Exercise objective | Starting at the line that contains "Please spot the leaf" and continuing through the last line of the records below, with both ends included, render those lines as a JSON list of strings with one string per line and any blank lines omitted. Include no other lines.

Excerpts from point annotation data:
[start]

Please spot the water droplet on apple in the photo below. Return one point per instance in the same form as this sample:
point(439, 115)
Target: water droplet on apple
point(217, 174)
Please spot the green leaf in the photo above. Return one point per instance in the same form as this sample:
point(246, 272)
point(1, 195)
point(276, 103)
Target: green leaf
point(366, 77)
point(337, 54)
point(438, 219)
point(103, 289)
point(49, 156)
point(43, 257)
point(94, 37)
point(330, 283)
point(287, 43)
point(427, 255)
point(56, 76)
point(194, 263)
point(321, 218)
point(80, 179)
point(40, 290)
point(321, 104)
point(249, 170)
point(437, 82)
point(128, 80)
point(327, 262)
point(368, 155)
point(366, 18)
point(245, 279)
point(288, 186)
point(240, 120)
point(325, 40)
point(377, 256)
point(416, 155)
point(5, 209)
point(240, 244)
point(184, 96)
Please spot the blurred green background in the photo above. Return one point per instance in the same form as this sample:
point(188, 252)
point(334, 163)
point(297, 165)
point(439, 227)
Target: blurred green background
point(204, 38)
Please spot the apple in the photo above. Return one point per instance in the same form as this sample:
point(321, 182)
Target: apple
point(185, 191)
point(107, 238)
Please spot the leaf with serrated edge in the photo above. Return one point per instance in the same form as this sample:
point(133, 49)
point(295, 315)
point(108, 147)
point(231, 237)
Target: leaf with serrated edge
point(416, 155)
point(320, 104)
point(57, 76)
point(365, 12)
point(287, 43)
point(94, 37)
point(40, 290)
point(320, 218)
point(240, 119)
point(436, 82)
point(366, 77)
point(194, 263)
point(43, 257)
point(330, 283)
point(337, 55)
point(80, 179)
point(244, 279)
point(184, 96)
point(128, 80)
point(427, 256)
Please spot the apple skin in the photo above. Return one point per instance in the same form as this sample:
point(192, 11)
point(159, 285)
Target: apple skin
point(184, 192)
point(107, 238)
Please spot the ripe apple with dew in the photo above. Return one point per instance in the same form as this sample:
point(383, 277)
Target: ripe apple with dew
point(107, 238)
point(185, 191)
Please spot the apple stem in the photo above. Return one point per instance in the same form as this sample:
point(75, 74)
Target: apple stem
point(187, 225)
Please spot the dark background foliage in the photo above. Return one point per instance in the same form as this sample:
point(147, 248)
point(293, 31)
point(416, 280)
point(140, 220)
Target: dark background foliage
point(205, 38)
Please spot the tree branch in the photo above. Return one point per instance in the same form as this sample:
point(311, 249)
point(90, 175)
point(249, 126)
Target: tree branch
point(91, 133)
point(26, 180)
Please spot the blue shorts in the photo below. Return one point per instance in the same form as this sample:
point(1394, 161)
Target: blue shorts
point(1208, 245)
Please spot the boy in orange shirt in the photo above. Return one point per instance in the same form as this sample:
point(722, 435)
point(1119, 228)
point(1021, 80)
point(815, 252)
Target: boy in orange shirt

[end]

Output for this task |
[
  "Please spot the leaf with serrated edge in the photo above. Return one point per instance in the same form as this sample:",
  "point(133, 49)",
  "point(295, 315)",
  "point(108, 147)",
  "point(231, 237)",
  "Target: leaf with serrated edge",
  "point(416, 155)",
  "point(320, 104)",
  "point(57, 76)",
  "point(365, 12)",
  "point(287, 43)",
  "point(94, 37)",
  "point(40, 290)",
  "point(320, 218)",
  "point(240, 119)",
  "point(436, 82)",
  "point(366, 77)",
  "point(194, 263)",
  "point(43, 257)",
  "point(330, 283)",
  "point(337, 55)",
  "point(80, 179)",
  "point(244, 279)",
  "point(184, 96)",
  "point(128, 80)",
  "point(427, 256)",
  "Please spot the apple skin in the photo above. Return one point per instance in the same form as this sample:",
  "point(192, 11)",
  "point(159, 285)",
  "Target: apple skin",
  "point(184, 192)",
  "point(107, 238)",
  "Please spot the ripe apple with dew in the photo above. Return one point per instance in the same form as this sample:",
  "point(383, 277)",
  "Target: ripe apple with dew",
  "point(107, 238)",
  "point(185, 191)",
  "Please spot the apple stem in the photo above. Return one point per instance in the same form as this sample:",
  "point(75, 74)",
  "Target: apple stem",
  "point(187, 225)",
  "Please spot the dark background foliage in the photo above. Return one point per instance in the same form as this sample:",
  "point(147, 248)",
  "point(293, 31)",
  "point(416, 280)",
  "point(140, 220)",
  "Target: dark background foliage",
  "point(205, 38)",
  "Please spot the tree branch in the photo above. Return one point per instance in the same form as this sample:",
  "point(311, 249)",
  "point(90, 175)",
  "point(249, 126)",
  "Target: tree branch",
  "point(91, 133)",
  "point(26, 180)",
  "Please spot the blue shorts in the photo below. Return one point per instance in the same form as this sample:",
  "point(1394, 161)",
  "Target: blue shorts",
  "point(1208, 245)",
  "Please spot the boy in orange shirt in the photo above. Return one point per instance in the same form as this sample:",
  "point(722, 435)",
  "point(1119, 228)",
  "point(1021, 80)",
  "point(815, 252)",
  "Target: boy in orange shirt"
]